▸ Requirement A: In the polygon-labeling entries, replace "lampshade" with "lamp" and reproduce every other line unchanged. Omit the pictures.

[BEGIN Extract]

Saturday, May 10, 2025

Ancient Truths, Southern Roots, and the Art of Being Excellent Without Bragging About It

 On Excellence, Soul, and Why Rhetoric Matters: A Southern Reverie with Ancient Roots


Let me tell you something the Greeks knew and most folks forgot: arete ain't just a pretty word—it’s the whole point of being alive. It means excellence, sugar. Not just win-the-trophy excellence, but deep, holy, purpose-filled living. The kind where your soul hums like a well-tuned fiddle because you're doing exactly what you were made to do.


Socrates, bless his philosophical heart, said if you want to be happy, you gotta be good. Not Instagram-good. Not charity-auction good. But honest-to-God virtuous. Justice, wisdom, courage, self-control—that’s the real gold. And he didn’t say you might be happy with those things. He said you will be. Guaranteed. Like biscuits rise when the oven’s hot.


Now Aristotle came along with a bit more science to his soul. He said we humans are creatures of reason, and we’re at our best when we live like it. Eudaimonia—that’s their fancy word for deep well-being—isn’t just a feeling. It’s a way of being, a life soaked in purpose and lit by virtue. He believed that to flourish, you can’t just sit around with good intentions. You’ve got to act right. Be useful. Sharpen your gifts. Live with aim.

Epicurus? He thought pleasure was the goal, but not the kind you find at the bottom of a margarita. He meant the kind of peace that comes from knowing you’re living clean, living true. He saw virtue as the road that leads to joy, even if it isn’t always paved.

[END Extract]

▸ Requirement B:
Answer these questions on the essay about excellence:
(i) What does the word arete mean?
(ii) Which four virtues does Socrates call "the real gold"?
(iii) What did Epicurus consider the goal?

[BEGIN Record extracts]

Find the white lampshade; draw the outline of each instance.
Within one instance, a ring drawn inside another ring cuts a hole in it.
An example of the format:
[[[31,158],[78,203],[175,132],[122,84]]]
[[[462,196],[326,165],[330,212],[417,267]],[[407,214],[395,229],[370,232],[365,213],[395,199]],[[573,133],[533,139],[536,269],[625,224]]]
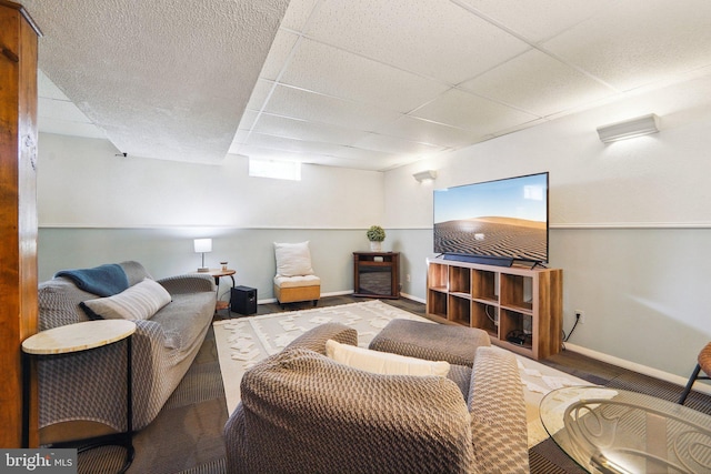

[END Record extracts]

▸ Written response A:
Find the white lamp; draw the outline of each instance.
Within one instance, a ring drawn inside another ring cuts a hole in it.
An example of the format:
[[[31,158],[78,203],[175,132],[122,84]]]
[[[462,196],[326,165],[330,212],[417,267]],[[407,214],[395,229],[370,232],[365,213],[395,199]],[[573,133],[533,139],[536,269],[625,224]]]

▸ Written response B:
(i) Excellence.
(ii) Justice, wisdom, courage, and self-control.
(iii) Pleasure.